Tasks:
A. List every time point at which the abstract on irreversible electroporation for prostate cancer reports that mpMRI was performed.
B. Pick up the abstract on irreversible electroporation for prostate cancer after its final sentence and write its next part.

Document extract:
--- START ---

Prostate cancer treated with irreversible electroporation: MRI-based volumetric analysis and oncological outcome.

Magn Reson Imaging 2019 05 12;58:143-147. Epub 2019 Feb 12.

Department of Radiology, University College London Hospital NHS Foundation Trust, London, UK; Centre for Medical Imaging, University College London, London, UK.

Background: To assess multiparametric magnetic resonance imaging (mpMRI) characteristics in prostate cancer (PCa) before and after irreversible electroporation (IRE) and to investigate their correlation with the presence of post-operative recurrence of PCa.

Methods: MpMRI was performed in 30 men with PCa prior to treatment, after 10 days and at 6 months. An additional scan at 1 year was available for 18 men. Two radiologists assessed retrospectively the following parameters by planimetry: tumour volume, necrotic volume (early post-treatment scan) and residual fibrosis. Residual tumour/recurrence were defined as a suspicious area within the treatment field scored ≥ 4 on a 1-to-5 scale. Oncological outcome was also assessed.

--- END ---

Supplied data:

--- START ---

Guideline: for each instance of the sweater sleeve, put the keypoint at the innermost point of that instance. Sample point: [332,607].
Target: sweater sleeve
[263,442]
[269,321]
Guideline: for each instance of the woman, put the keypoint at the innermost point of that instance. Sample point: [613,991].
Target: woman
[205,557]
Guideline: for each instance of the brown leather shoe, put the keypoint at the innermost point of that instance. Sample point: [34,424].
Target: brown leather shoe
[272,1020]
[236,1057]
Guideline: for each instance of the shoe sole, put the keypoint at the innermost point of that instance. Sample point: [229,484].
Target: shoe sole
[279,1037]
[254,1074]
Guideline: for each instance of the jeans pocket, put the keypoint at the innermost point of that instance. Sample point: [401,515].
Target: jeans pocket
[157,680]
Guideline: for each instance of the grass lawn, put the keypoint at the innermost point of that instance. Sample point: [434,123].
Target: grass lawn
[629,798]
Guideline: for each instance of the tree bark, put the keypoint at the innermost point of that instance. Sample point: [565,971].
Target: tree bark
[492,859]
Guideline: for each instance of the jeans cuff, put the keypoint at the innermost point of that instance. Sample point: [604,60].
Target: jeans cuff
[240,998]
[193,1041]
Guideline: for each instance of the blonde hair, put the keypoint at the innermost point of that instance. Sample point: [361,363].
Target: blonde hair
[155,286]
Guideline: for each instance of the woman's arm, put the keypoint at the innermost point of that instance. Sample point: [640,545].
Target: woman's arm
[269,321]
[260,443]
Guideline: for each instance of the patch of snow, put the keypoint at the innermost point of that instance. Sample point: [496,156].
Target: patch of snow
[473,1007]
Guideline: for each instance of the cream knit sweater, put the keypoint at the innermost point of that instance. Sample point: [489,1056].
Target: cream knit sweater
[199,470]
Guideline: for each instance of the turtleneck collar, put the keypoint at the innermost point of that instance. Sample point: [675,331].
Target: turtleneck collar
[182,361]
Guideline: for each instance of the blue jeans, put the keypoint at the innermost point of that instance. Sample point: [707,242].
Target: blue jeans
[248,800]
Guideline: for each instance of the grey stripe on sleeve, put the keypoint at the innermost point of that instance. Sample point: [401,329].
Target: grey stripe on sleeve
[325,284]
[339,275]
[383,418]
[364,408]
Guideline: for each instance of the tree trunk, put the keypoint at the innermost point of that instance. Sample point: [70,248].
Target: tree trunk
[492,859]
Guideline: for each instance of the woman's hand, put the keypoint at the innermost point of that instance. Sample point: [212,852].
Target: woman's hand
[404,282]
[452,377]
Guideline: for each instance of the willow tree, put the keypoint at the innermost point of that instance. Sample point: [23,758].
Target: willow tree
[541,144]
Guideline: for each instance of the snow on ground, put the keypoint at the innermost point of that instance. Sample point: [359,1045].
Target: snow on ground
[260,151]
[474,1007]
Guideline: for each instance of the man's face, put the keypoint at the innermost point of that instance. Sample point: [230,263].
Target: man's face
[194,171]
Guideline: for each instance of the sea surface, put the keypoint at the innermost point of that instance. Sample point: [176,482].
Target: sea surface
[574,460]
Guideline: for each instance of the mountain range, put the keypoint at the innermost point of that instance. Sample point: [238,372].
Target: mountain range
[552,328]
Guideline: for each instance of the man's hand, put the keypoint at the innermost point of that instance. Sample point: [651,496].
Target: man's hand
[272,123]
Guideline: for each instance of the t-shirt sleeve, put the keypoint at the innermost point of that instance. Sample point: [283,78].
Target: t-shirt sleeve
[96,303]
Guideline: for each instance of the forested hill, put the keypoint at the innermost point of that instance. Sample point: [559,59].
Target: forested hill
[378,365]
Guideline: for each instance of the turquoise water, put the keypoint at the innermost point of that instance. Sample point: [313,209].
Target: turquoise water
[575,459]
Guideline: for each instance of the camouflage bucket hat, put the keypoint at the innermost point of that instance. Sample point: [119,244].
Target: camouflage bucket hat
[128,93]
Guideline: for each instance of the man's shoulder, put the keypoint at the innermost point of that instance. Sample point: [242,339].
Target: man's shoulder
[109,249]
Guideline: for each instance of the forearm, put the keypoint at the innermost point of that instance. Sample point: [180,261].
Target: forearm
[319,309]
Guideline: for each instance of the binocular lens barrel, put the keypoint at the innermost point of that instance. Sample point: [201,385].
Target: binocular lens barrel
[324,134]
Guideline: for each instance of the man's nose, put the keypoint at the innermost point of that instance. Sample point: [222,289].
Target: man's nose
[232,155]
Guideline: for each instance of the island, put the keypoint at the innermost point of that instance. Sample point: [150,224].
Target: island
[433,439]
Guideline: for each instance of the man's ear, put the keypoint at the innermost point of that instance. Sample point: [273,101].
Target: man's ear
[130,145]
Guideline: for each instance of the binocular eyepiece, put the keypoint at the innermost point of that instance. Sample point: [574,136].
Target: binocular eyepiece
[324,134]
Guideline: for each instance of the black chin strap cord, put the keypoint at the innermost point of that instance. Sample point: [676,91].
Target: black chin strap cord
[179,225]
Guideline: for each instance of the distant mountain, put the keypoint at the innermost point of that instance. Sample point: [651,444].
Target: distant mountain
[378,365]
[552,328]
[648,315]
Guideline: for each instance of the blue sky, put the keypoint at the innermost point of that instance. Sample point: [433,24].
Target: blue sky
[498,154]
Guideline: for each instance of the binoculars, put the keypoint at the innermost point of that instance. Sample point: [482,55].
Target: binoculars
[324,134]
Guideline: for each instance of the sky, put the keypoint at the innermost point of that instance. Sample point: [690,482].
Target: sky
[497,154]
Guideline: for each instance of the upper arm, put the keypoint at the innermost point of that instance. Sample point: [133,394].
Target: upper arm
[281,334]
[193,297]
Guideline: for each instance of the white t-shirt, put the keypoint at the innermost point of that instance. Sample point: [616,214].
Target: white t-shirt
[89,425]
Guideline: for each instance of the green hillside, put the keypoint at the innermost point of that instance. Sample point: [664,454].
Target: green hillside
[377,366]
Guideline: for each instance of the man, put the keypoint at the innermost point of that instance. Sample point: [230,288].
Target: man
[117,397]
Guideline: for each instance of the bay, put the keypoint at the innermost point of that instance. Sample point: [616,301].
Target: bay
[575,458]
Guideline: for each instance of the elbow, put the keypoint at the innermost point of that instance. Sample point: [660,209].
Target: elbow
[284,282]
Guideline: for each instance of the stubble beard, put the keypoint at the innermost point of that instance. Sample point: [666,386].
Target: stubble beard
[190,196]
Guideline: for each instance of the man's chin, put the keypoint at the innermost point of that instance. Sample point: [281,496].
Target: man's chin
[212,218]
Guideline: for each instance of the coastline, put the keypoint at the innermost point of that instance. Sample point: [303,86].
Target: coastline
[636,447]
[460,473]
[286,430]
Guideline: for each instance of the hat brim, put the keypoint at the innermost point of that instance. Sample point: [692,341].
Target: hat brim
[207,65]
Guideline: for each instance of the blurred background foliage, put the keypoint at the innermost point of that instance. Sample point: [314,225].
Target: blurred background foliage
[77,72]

--- END ---

Task-by-task outputs:
A.
- Prior to treatment
- After 10 days
- At 6 months
- At 1 year (available for 18 men)

B.
Results: The median follow-up of the entire study was 16 months. Six men were undertreated and showed mpMRI recurrence after 6 months. At 1-year, three additional men had recurrence. Overall, four of these 9 men (44%) were retreated. The other five men did not receive any further treatment. Median time to re-treatment was 15 months. Median pre-treatment lesion volume was 0.65 cc, 0.66 cc and 0.43 cc on the different mpMRI sequences (T2-weighted, diffusion-weighted and dynamic contrast enhanced imaging). Median necrotic volume was 10.77 cc. Median overall residual fibrosis volumes were 0.84 cc and 0.95 cc at 6-month and 1-year mpMRI. Pre-treatment, necrotic and residual fibrosis volumes were significantly different (p < 0.001). Pre-treatment tumour volumes on diffusion-weighted imaging and necrotic volumes were correlated (r = 0.18; p = 0.02).

Conclusions: MpMRI is able to visualise the IRE ablation effects in men with PCa. MpMRI-derived parameters - such as tumour, necrotic and fibrosis volumes - can be measured and are potentially useful for assessing efficacy in the medium term, as with other ablative techniques.